┌─ Материалы упражнения
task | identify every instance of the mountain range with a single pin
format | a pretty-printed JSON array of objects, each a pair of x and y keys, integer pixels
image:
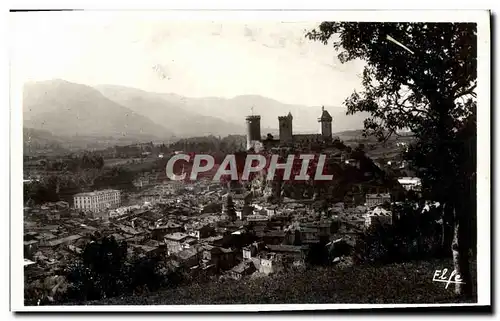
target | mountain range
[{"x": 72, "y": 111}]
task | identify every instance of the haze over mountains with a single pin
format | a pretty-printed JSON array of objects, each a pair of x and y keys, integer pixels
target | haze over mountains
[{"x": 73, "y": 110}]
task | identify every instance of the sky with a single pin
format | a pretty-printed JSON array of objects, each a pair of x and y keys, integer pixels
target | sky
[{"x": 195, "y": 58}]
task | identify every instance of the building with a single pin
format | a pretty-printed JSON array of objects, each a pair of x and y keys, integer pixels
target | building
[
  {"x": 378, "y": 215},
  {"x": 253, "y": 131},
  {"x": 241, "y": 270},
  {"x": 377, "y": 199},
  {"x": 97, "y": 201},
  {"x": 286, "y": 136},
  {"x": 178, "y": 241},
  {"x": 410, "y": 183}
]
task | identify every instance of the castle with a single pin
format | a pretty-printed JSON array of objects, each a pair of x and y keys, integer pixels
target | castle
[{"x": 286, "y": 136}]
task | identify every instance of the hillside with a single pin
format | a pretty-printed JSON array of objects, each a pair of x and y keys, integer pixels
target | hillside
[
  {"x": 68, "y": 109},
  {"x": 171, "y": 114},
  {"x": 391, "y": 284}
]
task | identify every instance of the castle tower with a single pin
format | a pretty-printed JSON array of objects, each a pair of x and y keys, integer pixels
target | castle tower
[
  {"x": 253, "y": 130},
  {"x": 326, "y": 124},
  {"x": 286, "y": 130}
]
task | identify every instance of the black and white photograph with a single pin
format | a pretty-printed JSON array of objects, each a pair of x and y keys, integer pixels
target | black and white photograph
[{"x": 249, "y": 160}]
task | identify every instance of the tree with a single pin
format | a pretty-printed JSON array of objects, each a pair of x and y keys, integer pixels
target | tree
└─
**Письменное задание:** Пожалуйста, представьте все записи выше в виде нумерованного списка без пустых строк. Изображения в ответ не включайте.

**Решение:**
1. task | identify every instance of the mountain range with a single pin
2. format | a pretty-printed JSON array of objects, each a pair of x and y keys, integer pixels
3. image:
4. target | mountain range
5. [{"x": 72, "y": 111}]
6. task | identify every instance of the haze over mountains with a single pin
7. format | a pretty-printed JSON array of objects, each a pair of x and y keys, integer pixels
8. target | haze over mountains
9. [{"x": 73, "y": 110}]
10. task | identify every instance of the sky with a single pin
11. format | a pretty-printed JSON array of objects, each a pair of x and y keys, integer pixels
12. target | sky
13. [{"x": 195, "y": 58}]
14. task | identify every instance of the building with a single pin
15. format | a pretty-printed JSON array of objects, each a pair of x and y keys, integer pixels
16. target | building
17. [
18.   {"x": 378, "y": 215},
19.   {"x": 253, "y": 131},
20.   {"x": 241, "y": 270},
21.   {"x": 377, "y": 199},
22.   {"x": 97, "y": 201},
23.   {"x": 286, "y": 136},
24.   {"x": 178, "y": 241},
25.   {"x": 410, "y": 183}
26. ]
27. task | identify every instance of the castle with a single pin
28. format | a pretty-printed JSON array of objects, each a pair of x and y keys, integer pixels
29. target | castle
30. [{"x": 286, "y": 136}]
31. task | identify every instance of the hillside with a single pin
32. format | a pretty-printed JSON array of objects, each a pair of x and y keys, integer pixels
33. target | hillside
34. [
35.   {"x": 68, "y": 109},
36.   {"x": 171, "y": 114},
37.   {"x": 391, "y": 284}
38. ]
39. task | identify every instance of the castle tower with a single pin
40. format | a pretty-printed JSON array of objects, each a pair of x and y keys, integer pixels
41. target | castle tower
42. [
43.   {"x": 253, "y": 130},
44.   {"x": 326, "y": 124},
45.   {"x": 286, "y": 130}
46. ]
47. task | identify every instance of the black and white photograph with a single pin
48. format | a pretty-printed JSON array of objects, each a pair of x and y keys, integer pixels
49. target | black and white photograph
50. [{"x": 249, "y": 160}]
51. task | identify every instance of the tree with a single pin
52. format | a pretty-printed JSON array of objects, each a pair of x and y keys, integer pixels
53. target | tree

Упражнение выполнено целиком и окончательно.